» **Given exercise**
Rewrite the records below with every "thankful" changed to "grateful" and everything else left the same. Leave the pictures out of your answer.

--- START ---

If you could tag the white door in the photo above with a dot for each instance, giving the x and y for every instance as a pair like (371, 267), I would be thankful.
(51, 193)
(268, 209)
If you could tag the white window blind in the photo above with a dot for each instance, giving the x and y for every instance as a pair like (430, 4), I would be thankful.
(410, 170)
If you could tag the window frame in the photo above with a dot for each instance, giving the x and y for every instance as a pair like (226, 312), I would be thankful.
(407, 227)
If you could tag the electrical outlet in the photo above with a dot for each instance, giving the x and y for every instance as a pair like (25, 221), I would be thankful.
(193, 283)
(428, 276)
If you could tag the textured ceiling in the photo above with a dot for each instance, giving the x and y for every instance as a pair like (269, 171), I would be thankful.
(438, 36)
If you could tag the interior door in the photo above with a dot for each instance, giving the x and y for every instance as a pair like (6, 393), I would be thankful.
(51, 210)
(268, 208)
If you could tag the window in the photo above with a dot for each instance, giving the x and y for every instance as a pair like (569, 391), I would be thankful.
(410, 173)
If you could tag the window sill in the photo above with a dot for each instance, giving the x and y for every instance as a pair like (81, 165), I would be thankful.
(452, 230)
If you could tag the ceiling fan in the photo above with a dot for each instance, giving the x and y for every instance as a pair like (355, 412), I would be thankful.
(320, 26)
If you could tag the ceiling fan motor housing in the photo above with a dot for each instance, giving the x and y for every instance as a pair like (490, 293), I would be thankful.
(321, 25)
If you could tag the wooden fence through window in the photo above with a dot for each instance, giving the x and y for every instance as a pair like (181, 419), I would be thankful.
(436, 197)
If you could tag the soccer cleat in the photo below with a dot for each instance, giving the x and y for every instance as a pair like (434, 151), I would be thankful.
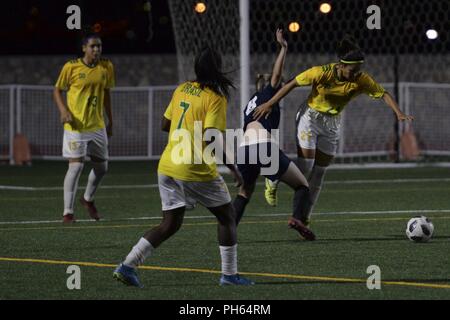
(127, 275)
(90, 207)
(301, 228)
(271, 193)
(235, 280)
(69, 218)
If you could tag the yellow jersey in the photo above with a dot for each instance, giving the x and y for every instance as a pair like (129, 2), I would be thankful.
(85, 88)
(329, 95)
(191, 111)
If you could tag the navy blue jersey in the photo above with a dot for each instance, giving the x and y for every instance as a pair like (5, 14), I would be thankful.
(273, 120)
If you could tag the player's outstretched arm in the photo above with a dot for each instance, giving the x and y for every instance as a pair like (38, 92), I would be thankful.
(277, 71)
(264, 109)
(65, 115)
(394, 106)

--- END ---

» **Expected output**
If you could tag the white door in the photo above with a dot for each instance, giving the x and y for every instance as a pair like (371, 267), I would be grateful.
(51, 193)
(268, 209)
If you could tag the white window blind in the photo above with a dot for each instance, giving the x and y for every instance as a pair like (430, 4), I would be grateful.
(410, 170)
If you could tag the window frame in the photo above with a dot for each instance, giving the x and y for every instance as a pair like (226, 312), I would be grateful.
(407, 227)
If you could tag the electrical outlet in the photo above with a dot for each instance, giving the x and y for every instance as a pair like (25, 221), I would be grateful.
(193, 283)
(428, 276)
If you could tag the textured ceiling in the photo above with a dot for each instance, giving the x and y for every instance as a pair like (269, 171), I would be grateful.
(438, 36)
If you could tag the interior door in the photo above with a dot for each instance, giving the x and y for every instance as a pair like (6, 393), I would be grateful.
(51, 210)
(268, 208)
If you could tag the window in the photo above with a dot for each instance, giving the x and y for every instance as a pair like (569, 391), I would be grateful.
(410, 173)
If you could tag the window sill in the photo above with a dot for each instance, giving the x and y for every instance as a pair like (81, 165), I would be grateful.
(452, 230)
If you could tag the ceiling fan in the photo above with a dot for each instance, giving the x and y for every instance as a pair like (355, 412), I would be grateful.
(320, 26)
If you could tag the ceiling fan motor housing in the photo above with a dot for each instance, giving the x and y for every instance as a pair like (490, 293), I would be grateful.
(321, 25)
If you could tag the wooden fence through window in the photo above with a dot for each instance, giving the x and y for every instance as a pair like (181, 419), I would be grateful.
(436, 197)
If you could tag the soccer cleat in the photo below with a dot for each instance, giving the x and y for every instance as a pair like (434, 151), I would be grateful.
(127, 275)
(90, 207)
(301, 228)
(271, 193)
(235, 280)
(69, 218)
If you could tag the yellow jersey in the photo above with a dot for each instance, giving the x and y for every instance as a pair like (129, 2), I would be grateful.
(85, 88)
(329, 95)
(191, 111)
If you could tag the navy blue jersey in the photo above with a dot for each instance, giving the x and y for every instance as a pair like (5, 14), I would be grateful.
(273, 120)
If you could tag the player's outstretched arm in the photo above with a dot for each instance, giving the x and y for every instance as a pair like (38, 92), I would be grateful.
(277, 71)
(264, 109)
(65, 115)
(394, 106)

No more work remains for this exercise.